> **Problem**: Write out the full listing again, exactly as it stands.

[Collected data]
┌──
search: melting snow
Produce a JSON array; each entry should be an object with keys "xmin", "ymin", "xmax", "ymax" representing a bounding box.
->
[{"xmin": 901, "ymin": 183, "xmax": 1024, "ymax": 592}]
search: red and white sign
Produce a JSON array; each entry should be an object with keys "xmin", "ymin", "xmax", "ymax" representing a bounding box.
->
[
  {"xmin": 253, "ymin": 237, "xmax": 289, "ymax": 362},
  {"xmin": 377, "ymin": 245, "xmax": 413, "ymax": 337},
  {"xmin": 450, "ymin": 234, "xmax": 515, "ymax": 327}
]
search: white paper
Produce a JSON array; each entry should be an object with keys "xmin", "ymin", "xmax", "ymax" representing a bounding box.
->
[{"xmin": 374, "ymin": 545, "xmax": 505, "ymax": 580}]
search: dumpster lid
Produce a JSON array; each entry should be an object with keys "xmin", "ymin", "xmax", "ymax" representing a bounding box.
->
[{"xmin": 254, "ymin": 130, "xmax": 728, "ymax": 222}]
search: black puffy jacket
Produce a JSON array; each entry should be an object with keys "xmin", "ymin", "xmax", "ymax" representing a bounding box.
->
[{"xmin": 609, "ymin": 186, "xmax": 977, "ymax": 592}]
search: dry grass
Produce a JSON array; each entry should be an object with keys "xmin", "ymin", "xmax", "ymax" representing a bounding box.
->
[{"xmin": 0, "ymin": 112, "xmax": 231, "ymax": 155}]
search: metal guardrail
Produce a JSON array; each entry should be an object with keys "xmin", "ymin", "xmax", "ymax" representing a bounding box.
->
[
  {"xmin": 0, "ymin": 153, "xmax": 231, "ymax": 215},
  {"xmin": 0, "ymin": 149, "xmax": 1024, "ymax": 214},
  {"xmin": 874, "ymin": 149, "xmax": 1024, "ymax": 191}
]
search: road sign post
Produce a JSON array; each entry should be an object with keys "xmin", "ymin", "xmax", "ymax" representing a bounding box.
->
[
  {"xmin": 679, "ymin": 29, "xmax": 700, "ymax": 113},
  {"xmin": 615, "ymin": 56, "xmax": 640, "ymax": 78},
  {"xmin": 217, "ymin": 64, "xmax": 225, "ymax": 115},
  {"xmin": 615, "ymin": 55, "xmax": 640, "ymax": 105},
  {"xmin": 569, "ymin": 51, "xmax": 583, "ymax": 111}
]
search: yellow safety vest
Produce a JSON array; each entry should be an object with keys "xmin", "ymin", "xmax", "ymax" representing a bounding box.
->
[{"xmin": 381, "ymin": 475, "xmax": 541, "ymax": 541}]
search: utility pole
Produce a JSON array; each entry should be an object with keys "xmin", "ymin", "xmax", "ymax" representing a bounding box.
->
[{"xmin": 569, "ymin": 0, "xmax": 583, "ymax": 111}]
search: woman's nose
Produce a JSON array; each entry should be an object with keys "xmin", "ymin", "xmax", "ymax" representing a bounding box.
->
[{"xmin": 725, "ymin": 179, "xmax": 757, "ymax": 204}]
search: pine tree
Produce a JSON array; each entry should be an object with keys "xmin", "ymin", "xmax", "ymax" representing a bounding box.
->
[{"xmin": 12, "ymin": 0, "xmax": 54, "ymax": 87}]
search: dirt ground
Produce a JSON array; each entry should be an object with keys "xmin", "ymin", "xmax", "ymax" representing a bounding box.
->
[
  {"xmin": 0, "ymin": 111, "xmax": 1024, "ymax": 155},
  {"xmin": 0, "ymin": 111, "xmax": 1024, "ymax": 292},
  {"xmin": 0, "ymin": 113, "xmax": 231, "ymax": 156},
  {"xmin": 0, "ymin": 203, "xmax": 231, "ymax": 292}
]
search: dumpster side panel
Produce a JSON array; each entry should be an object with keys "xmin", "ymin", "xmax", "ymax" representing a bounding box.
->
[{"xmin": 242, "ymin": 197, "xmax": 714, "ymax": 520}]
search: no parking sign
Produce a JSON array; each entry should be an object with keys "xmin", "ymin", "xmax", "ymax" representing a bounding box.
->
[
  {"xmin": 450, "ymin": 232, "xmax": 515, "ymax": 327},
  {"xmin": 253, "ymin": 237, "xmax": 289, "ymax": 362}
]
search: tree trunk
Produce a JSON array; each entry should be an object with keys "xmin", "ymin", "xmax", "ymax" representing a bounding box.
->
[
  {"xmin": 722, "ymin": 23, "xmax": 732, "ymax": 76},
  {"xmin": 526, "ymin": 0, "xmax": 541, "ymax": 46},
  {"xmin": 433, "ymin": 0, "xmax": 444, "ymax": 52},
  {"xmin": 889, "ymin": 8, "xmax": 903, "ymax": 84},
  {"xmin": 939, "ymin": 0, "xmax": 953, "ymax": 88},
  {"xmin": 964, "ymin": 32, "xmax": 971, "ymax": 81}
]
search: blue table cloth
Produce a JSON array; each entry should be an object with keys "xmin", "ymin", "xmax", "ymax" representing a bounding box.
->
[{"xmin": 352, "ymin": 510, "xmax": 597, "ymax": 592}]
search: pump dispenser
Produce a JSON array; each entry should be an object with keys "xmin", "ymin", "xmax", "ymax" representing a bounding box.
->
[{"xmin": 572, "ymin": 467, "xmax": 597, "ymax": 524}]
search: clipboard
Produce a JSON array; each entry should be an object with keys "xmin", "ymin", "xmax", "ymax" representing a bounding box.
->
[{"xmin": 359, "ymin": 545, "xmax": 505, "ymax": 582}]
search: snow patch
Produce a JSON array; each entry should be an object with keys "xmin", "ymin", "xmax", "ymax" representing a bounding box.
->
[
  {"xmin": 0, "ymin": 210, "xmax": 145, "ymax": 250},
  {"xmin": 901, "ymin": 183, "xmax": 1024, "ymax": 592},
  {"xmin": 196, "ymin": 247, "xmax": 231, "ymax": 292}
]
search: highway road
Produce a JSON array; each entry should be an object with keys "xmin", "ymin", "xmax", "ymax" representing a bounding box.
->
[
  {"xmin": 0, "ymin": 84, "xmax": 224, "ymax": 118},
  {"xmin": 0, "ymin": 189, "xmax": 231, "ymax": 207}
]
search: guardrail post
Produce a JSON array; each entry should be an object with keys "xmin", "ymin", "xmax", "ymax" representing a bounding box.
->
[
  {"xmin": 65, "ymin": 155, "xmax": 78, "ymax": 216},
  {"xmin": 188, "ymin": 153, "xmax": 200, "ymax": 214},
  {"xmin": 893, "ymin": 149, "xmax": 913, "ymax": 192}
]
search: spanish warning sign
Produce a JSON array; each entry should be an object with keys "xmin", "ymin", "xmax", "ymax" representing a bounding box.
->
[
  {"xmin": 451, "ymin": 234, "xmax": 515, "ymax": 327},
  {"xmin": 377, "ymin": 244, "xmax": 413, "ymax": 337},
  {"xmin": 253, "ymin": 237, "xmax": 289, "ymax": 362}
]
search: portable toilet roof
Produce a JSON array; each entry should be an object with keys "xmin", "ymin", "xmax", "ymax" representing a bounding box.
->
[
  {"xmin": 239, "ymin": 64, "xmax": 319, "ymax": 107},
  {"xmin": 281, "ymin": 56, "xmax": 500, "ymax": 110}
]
└──
> **Solution to this exercise**:
search: melting snow
Produce a JSON array; each entry should be an object with keys "xmin", "ymin", "xmax", "ymax" representing a bounding box.
->
[{"xmin": 901, "ymin": 183, "xmax": 1024, "ymax": 592}]
search: red and white sign
Produce a JSON array; each entry should be an object with keys "xmin", "ymin", "xmax", "ymax" representing a bounding box.
->
[
  {"xmin": 253, "ymin": 237, "xmax": 289, "ymax": 362},
  {"xmin": 377, "ymin": 245, "xmax": 413, "ymax": 337},
  {"xmin": 450, "ymin": 234, "xmax": 515, "ymax": 327}
]
search: white paper
Produce a JSON array; each entry should be an object with keys "xmin", "ymin", "xmax", "ymax" representing a bounding box.
->
[{"xmin": 374, "ymin": 545, "xmax": 505, "ymax": 580}]
search: dumpster lid
Produce a JSON array; each entry should be an object with keys "xmin", "ymin", "xmax", "ymax" representing a bounding box.
->
[{"xmin": 254, "ymin": 130, "xmax": 728, "ymax": 222}]
search: black puffy jacket
Produce a JSON array; each entry should be an object with keys "xmin", "ymin", "xmax", "ymax" representing a bounding box.
->
[{"xmin": 609, "ymin": 186, "xmax": 977, "ymax": 592}]
search: dry grass
Produce a JSON array; each entry should be an object with keys "xmin", "ymin", "xmax", "ymax" representing a bounding box.
->
[{"xmin": 0, "ymin": 112, "xmax": 231, "ymax": 155}]
search: metal guardrail
Produce a JSON array; each entry should be an object with keys "xmin", "ymin", "xmax", "ymax" representing a bounding box.
->
[
  {"xmin": 0, "ymin": 153, "xmax": 231, "ymax": 215},
  {"xmin": 0, "ymin": 149, "xmax": 1024, "ymax": 214},
  {"xmin": 874, "ymin": 149, "xmax": 1024, "ymax": 191}
]
search: road sign post
Produce a JSON array; each entry should be an object with keys "xmin", "ymin", "xmax", "ymax" representing a bounding box.
->
[
  {"xmin": 679, "ymin": 29, "xmax": 700, "ymax": 113},
  {"xmin": 615, "ymin": 56, "xmax": 640, "ymax": 78},
  {"xmin": 217, "ymin": 64, "xmax": 225, "ymax": 115},
  {"xmin": 615, "ymin": 55, "xmax": 640, "ymax": 105},
  {"xmin": 569, "ymin": 51, "xmax": 583, "ymax": 111}
]
search: yellow safety vest
Produce a JSON array; each entry should be an object with keys "xmin", "ymin", "xmax", "ymax" representing a bounding box.
->
[{"xmin": 381, "ymin": 475, "xmax": 541, "ymax": 541}]
search: utility pole
Produce a JSON array; each entry should be an object with keys "xmin", "ymin", "xmax", "ymax" representing a bounding box.
->
[{"xmin": 569, "ymin": 0, "xmax": 583, "ymax": 111}]
search: woman's nose
Produce a JSON array; each entry should be an object with keys "xmin", "ymin", "xmax", "ymax" representing a bounding box.
->
[{"xmin": 725, "ymin": 179, "xmax": 757, "ymax": 204}]
search: pine tree
Produce a JSON array; each entry should be an object with keys "xmin", "ymin", "xmax", "ymax" representing a bounding box.
->
[{"xmin": 12, "ymin": 0, "xmax": 54, "ymax": 87}]
search: dirt ground
Produce a JSON array; each entry should be an object with keys "xmin", "ymin", "xmax", "ymax" representing a bounding box.
->
[
  {"xmin": 0, "ymin": 111, "xmax": 1024, "ymax": 155},
  {"xmin": 0, "ymin": 111, "xmax": 1024, "ymax": 292},
  {"xmin": 0, "ymin": 113, "xmax": 231, "ymax": 156},
  {"xmin": 0, "ymin": 203, "xmax": 231, "ymax": 292}
]
search: dumpster side panel
Produce a JSON array; each entry should be an object with keys "xmin", "ymin", "xmax", "ymax" representing a bounding box.
->
[{"xmin": 242, "ymin": 197, "xmax": 714, "ymax": 520}]
search: no parking sign
Produce a JSON array; each entry should be an object with keys "xmin", "ymin", "xmax", "ymax" representing a bounding box.
->
[
  {"xmin": 450, "ymin": 232, "xmax": 515, "ymax": 327},
  {"xmin": 253, "ymin": 237, "xmax": 289, "ymax": 362}
]
search: tree trunk
Produce a JSON array; each entry should be an object with keys "xmin", "ymin", "xmax", "ymax" representing a bounding box.
->
[
  {"xmin": 722, "ymin": 23, "xmax": 732, "ymax": 76},
  {"xmin": 526, "ymin": 0, "xmax": 541, "ymax": 46},
  {"xmin": 433, "ymin": 0, "xmax": 444, "ymax": 52},
  {"xmin": 889, "ymin": 8, "xmax": 903, "ymax": 84},
  {"xmin": 939, "ymin": 0, "xmax": 953, "ymax": 88},
  {"xmin": 964, "ymin": 32, "xmax": 971, "ymax": 81}
]
search: blue table cloth
Produce a JSON array; each entry should be an object with keys "xmin", "ymin", "xmax", "ymax" representing a bounding box.
->
[{"xmin": 352, "ymin": 510, "xmax": 597, "ymax": 592}]
search: pump dispenser
Produce a JSON array; each entry should be an object with keys "xmin", "ymin", "xmax", "ymax" representing a bounding box.
->
[{"xmin": 572, "ymin": 467, "xmax": 597, "ymax": 524}]
search: clipboard
Produce a JSON array; each entry should be an object with keys "xmin", "ymin", "xmax", "ymax" representing a bounding box.
->
[{"xmin": 359, "ymin": 545, "xmax": 505, "ymax": 582}]
search: snow patch
Produce a JSON array; each entry should be an object with keys "xmin", "ymin", "xmax", "ymax" representing a bounding box.
->
[
  {"xmin": 0, "ymin": 210, "xmax": 145, "ymax": 250},
  {"xmin": 901, "ymin": 183, "xmax": 1024, "ymax": 592},
  {"xmin": 196, "ymin": 247, "xmax": 231, "ymax": 292}
]
search: highway road
Produce a JSON array; each entry should be an object with keys "xmin", "ymin", "xmax", "ymax" representing a bounding box.
->
[
  {"xmin": 0, "ymin": 84, "xmax": 224, "ymax": 118},
  {"xmin": 0, "ymin": 189, "xmax": 231, "ymax": 207}
]
search: guardrail post
Produce a JSON array; each entry should be an object with keys "xmin", "ymin", "xmax", "ymax" representing a bounding box.
->
[
  {"xmin": 65, "ymin": 155, "xmax": 78, "ymax": 216},
  {"xmin": 188, "ymin": 153, "xmax": 200, "ymax": 214},
  {"xmin": 893, "ymin": 149, "xmax": 913, "ymax": 192}
]
search: spanish warning sign
Produce a JSON array; each entry should be an object with keys "xmin", "ymin", "xmax", "ymax" representing a bounding box.
->
[
  {"xmin": 451, "ymin": 234, "xmax": 515, "ymax": 327},
  {"xmin": 377, "ymin": 244, "xmax": 413, "ymax": 337},
  {"xmin": 253, "ymin": 237, "xmax": 289, "ymax": 362}
]
search: portable toilet roof
Produce a JSON array; each entry should be an object with keys "xmin", "ymin", "xmax", "ymax" representing a bounding box.
->
[
  {"xmin": 239, "ymin": 64, "xmax": 319, "ymax": 107},
  {"xmin": 281, "ymin": 56, "xmax": 500, "ymax": 110}
]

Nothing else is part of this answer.